**TASK INSTRUCTIONS:** Each line of the material below should be reproduced exactly.

───

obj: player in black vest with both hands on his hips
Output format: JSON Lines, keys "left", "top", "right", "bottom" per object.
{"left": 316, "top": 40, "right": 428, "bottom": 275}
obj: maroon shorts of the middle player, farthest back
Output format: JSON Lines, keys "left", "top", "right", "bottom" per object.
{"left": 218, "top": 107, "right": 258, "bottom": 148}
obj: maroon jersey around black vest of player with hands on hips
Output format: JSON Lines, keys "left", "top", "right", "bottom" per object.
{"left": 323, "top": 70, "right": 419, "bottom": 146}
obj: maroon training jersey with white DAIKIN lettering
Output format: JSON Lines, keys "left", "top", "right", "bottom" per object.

───

**EXERCISE ANSWER:**
obj: player in black vest with both hands on his hips
Output format: JSON Lines, keys "left", "top", "right", "bottom" per object.
{"left": 316, "top": 40, "right": 428, "bottom": 275}
obj: maroon shorts of the middle player, farthest back
Output format: JSON Lines, keys "left", "top", "right", "bottom" per object.
{"left": 218, "top": 107, "right": 258, "bottom": 148}
obj: maroon jersey around black vest of player with hands on hips
Output format: JSON Lines, keys "left", "top", "right", "bottom" per object.
{"left": 323, "top": 70, "right": 419, "bottom": 146}
obj: maroon training jersey with white DAIKIN lettering
Output format: JSON Lines, keys "left", "top", "right", "bottom" per object.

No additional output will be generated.